**Directions:**
The answer must consist of each line below that holds the word "short", copied as it stands.

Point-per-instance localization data
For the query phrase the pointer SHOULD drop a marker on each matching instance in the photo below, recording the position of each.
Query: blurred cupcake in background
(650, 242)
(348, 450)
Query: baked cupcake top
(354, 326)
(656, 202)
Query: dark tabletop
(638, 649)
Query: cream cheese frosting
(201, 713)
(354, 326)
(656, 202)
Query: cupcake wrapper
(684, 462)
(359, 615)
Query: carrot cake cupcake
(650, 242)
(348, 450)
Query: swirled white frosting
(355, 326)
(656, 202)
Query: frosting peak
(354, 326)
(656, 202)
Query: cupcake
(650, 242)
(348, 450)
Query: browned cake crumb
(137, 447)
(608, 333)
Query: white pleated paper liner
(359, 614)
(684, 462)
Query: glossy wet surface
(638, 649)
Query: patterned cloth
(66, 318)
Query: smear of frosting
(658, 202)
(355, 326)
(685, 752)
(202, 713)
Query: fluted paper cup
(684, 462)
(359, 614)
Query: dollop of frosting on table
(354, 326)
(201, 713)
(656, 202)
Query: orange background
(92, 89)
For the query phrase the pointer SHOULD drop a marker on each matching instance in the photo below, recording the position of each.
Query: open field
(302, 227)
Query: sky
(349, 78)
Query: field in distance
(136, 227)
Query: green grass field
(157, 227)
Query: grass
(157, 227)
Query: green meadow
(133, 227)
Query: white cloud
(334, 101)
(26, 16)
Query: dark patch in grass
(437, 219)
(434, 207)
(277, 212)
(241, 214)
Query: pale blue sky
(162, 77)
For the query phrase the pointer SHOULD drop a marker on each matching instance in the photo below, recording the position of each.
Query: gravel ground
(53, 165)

==

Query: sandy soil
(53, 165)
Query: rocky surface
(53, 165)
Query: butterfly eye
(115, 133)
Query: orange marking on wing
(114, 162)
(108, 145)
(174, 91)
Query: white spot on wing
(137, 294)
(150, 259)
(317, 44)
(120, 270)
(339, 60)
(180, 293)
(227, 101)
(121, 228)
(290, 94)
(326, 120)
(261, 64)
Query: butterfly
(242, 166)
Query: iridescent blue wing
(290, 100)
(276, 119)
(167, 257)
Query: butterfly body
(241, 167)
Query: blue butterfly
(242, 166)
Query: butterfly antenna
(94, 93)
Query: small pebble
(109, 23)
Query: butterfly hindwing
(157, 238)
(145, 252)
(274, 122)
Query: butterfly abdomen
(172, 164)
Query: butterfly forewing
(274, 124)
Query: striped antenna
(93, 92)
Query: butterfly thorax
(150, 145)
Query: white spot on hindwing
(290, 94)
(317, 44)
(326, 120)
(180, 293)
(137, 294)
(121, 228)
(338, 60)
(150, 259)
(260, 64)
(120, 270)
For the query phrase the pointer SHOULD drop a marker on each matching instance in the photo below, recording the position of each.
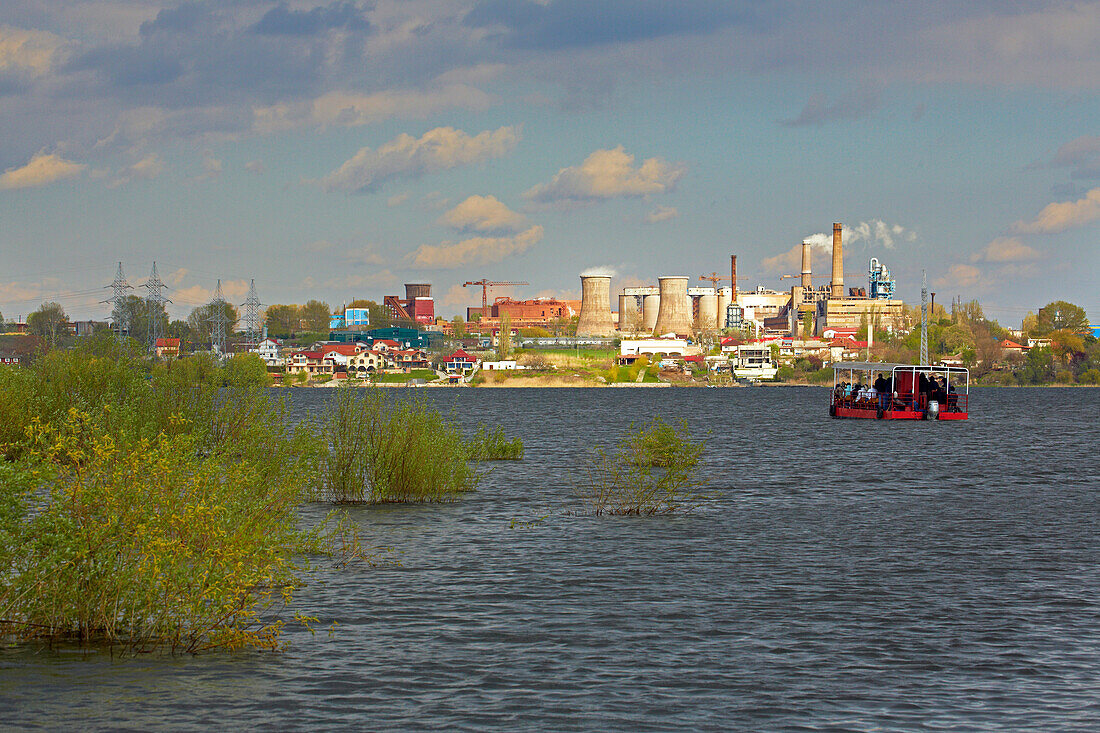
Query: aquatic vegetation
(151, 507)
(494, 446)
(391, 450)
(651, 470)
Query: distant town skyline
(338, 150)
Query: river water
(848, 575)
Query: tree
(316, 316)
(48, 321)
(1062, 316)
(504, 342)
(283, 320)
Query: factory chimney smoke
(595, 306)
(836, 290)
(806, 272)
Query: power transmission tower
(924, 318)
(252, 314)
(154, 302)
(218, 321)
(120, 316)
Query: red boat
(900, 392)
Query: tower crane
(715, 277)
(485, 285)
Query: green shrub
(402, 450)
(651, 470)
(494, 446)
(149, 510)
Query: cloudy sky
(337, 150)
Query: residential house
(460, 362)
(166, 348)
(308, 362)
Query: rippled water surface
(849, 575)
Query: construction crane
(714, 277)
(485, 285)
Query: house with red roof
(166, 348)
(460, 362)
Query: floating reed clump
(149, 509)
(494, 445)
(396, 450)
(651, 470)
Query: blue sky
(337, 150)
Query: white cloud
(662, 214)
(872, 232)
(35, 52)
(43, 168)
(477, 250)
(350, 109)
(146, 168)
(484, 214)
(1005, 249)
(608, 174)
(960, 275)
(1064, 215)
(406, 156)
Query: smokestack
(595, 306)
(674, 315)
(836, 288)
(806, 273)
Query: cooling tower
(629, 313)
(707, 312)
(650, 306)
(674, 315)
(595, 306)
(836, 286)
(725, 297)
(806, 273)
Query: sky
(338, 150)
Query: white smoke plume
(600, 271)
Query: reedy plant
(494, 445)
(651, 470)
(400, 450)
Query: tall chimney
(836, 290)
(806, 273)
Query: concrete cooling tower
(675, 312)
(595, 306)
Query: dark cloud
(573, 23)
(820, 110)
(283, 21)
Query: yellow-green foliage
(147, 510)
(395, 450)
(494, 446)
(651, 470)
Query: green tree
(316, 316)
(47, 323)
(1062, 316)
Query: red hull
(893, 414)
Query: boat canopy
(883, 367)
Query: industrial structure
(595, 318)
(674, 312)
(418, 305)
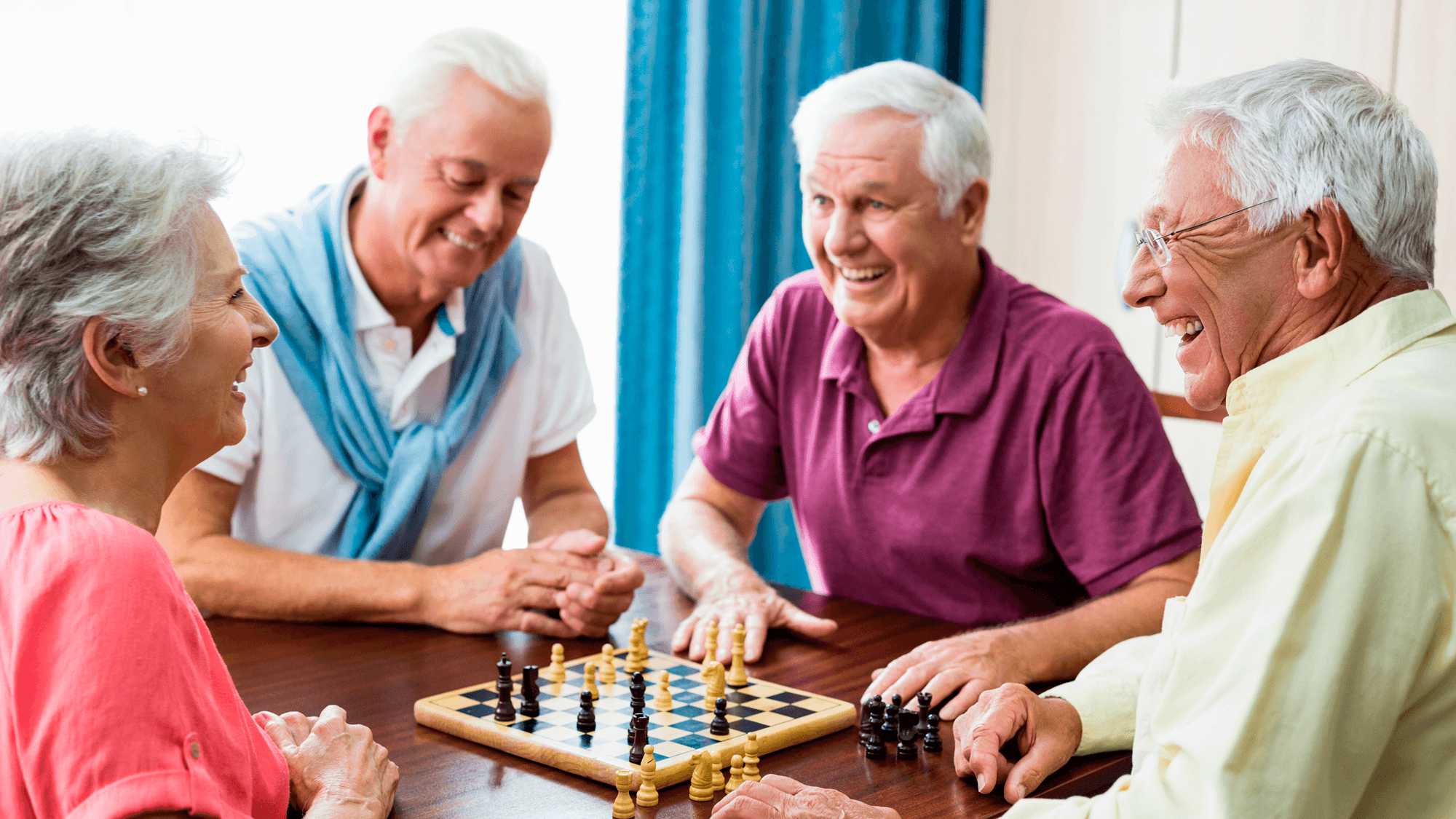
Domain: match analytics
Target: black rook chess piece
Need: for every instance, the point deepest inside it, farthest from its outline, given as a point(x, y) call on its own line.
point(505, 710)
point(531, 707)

* * *

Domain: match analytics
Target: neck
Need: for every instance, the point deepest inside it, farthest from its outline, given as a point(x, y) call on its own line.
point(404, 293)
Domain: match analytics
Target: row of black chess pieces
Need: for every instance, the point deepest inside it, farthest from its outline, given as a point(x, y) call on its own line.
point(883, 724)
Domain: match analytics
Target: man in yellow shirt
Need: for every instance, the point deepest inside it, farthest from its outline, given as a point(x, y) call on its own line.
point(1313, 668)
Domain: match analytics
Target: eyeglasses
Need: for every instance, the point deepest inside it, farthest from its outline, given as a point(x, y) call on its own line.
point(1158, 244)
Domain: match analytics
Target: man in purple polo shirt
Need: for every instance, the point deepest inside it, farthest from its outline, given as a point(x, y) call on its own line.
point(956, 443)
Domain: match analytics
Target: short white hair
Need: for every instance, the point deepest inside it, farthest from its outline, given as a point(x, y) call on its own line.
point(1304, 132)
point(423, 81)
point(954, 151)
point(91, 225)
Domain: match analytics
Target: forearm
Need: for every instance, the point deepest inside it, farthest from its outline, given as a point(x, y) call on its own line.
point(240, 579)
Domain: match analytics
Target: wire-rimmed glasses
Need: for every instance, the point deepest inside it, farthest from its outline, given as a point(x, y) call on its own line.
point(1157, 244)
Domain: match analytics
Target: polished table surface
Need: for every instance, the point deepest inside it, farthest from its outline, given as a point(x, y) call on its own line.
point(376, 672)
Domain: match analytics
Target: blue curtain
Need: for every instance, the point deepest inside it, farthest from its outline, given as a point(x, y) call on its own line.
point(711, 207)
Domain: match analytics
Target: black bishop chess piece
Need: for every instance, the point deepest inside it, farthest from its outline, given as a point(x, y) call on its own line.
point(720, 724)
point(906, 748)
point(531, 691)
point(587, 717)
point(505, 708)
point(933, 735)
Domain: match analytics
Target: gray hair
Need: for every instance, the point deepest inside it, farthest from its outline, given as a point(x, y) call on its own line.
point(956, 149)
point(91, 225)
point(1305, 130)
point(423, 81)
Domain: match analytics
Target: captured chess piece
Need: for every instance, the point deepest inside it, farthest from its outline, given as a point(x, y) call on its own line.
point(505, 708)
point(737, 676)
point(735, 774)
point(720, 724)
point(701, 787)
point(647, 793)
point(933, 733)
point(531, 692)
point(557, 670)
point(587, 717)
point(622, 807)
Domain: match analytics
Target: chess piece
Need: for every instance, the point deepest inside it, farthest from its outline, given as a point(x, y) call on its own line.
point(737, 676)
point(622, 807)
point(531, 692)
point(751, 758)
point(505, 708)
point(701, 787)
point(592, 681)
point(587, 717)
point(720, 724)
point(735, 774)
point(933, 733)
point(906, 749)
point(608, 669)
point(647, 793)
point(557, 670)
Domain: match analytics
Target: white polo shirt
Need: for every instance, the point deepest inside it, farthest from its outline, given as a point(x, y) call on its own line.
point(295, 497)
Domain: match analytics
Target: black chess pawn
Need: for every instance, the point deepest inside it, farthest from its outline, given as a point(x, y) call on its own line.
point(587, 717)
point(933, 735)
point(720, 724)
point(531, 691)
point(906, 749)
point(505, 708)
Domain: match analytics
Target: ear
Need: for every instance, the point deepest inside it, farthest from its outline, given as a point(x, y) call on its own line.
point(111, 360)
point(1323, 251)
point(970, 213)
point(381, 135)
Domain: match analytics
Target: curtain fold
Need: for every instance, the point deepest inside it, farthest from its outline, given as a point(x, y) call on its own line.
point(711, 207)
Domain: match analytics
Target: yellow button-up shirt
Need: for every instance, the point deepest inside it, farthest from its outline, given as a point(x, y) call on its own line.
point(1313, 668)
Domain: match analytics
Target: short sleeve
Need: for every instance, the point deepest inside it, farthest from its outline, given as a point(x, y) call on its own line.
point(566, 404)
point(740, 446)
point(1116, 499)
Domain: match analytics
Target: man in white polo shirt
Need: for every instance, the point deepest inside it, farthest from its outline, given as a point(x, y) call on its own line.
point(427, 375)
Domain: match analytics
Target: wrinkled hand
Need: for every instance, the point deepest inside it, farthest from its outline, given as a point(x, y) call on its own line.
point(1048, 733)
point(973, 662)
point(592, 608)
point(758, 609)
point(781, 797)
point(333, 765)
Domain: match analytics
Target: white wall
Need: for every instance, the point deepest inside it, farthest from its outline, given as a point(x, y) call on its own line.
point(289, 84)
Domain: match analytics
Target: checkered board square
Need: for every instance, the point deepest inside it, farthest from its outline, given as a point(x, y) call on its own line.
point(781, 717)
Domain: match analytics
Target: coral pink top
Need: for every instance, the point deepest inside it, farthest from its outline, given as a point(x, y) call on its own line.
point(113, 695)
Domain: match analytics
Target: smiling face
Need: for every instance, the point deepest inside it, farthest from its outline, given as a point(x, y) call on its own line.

**Answer for this exercise:**
Target: short white hair
Target: short sleeve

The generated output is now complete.